*Exercise requirements*.
Reproduce word for word the passage from the text on Boulez's music that lies between "Perhaps it’s just" and "Boulez’s output: ‘Répons’.", inclusive.

*Excerpted text*.
>>>>>
If you listen with an open mind to his work you encounter a
sensitive and meticulous ear for sonority and line which has,
all too often, been overlooked. For instance, right from the
start of Mémorial the flute winds itself around
a dancing line often ending with a trill the pitch of which
is then captured and elongated by one of the two horns. This
is a chamber work for alto flute, two horns, three violins,
two violas and cello. It is fleeting, scintillating and crepuscular
and is a memorial to a young flautist Lawrence Beauregard who
died in 1985 aged 31. He had been involved just previously with
IRCAM in Paris, founded by Boulez and with Boulez’s ‘Explosante-fixe’
which itself was a memorial to Stravinsky. The structure of
the work was based on Stravinsky’s Symphonies of Wind Instruments,
itself in memory of Debussy. It is in several sections configured
in a way sometimes called ‘chain-form’. Boulez’s Mémoriale
flows continuously with no sense of break or change of texture.
Perhaps it’s just a chip from the workshop, and you may say
the same about Dérives 1 written the year before.
The scoring is similar to that of Schoenberg’s Pierrot Lunaire
that is flute, clarinet, piano, violin and cello but with the
magical inclusion of a vibraphone. The title derives from several
sources: first, one element is sparked into life (derived from)
a previous fragment, secondly from a series of six notes which
use the name of Paul Sacher the celebrated conductor and patron
of music and thirdly some of the material comes from a recently
completed work of great importance in Boulez’s output: ‘Répons’.
Having said all that, just enjoy the wash and gorgeous sounds,
the trills and swirls that build to the central climax, drop
away and build again creating an image of quivering fantasy.
Dérives 2, scored for a small orchestra of eleven
players, began as an 80th birthday present for Elliott Carter,
but as is typical of Boulez the work constantly evolved in versions
up to 2001, and finally in 2006 when, at last, Carter could
hear his present. The derivations are fragments of pieces by
Ligeti and Carter. Robert Piencikowski in his wordy but generally
useful liner-notes, fails to tell us which, but Boulez uses
these ideas isorythmically as a 14th Century composer
might, even employing hoquets. It is quite extraordinary how
Boulez spins his ideas out into a fifty minute duration and
just as remarkable is the evident concentration brilliantly
brought to bear. It is a coruscating score with moments of greater
stillness. A more static sound - as for example at about eleven
minutes in – provides what are called in the booklet “successive
interruptions”. Gradually they become a more prominent aspect
of the entire work. Sometimes a chord is sustained with isolated
pockets of activity above it, before moving on again. There
are occasional passages when a soloist is highlighted surrounded
by a halo of polyphony. The clarinet, oboe and bassoon are especially
noticeable in this connection. The ensemble is grouped as two
trios - one of woodwind and one of strings, two duos - one of
percussion and one including the harp and piano. They form an
axis around the solo horn which starts the work on A sharp.
<<<<<
*Dataset section*.
>>>>>
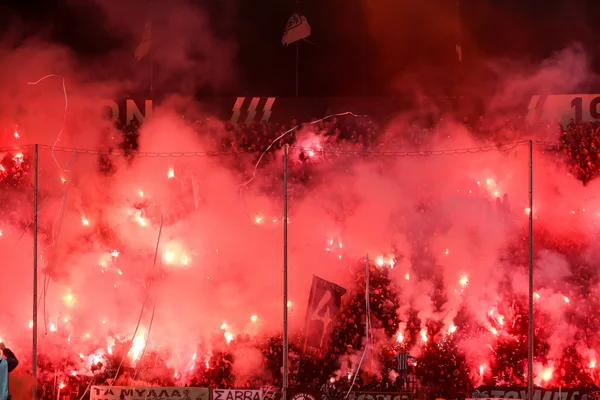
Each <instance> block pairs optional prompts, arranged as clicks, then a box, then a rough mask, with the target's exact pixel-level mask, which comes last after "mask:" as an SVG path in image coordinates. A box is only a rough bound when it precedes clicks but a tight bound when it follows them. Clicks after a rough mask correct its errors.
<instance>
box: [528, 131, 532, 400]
mask: <svg viewBox="0 0 600 400" xmlns="http://www.w3.org/2000/svg"><path fill="white" fill-rule="evenodd" d="M528 336H529V345H528V358H527V399H529V400H531V399H532V396H533V141H532V140H530V141H529V335H528Z"/></svg>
<<<<<
*Reply to the exercise*.
Perhaps it’s just a chip from the workshop, and you may say
the same about Dérives 1 written the year before.
The scoring is similar to that of Schoenberg’s Pierrot Lunaire
that is flute, clarinet, piano, violin and cello but with the
magical inclusion of a vibraphone. The title derives from several
sources: first, one element is sparked into life (derived from)
a previous fragment, secondly from a series of six notes which
use the name of Paul Sacher the celebrated conductor and patron
of music and thirdly some of the material comes from a recently
completed work of great importance in Boulez’s output: ‘Répons’.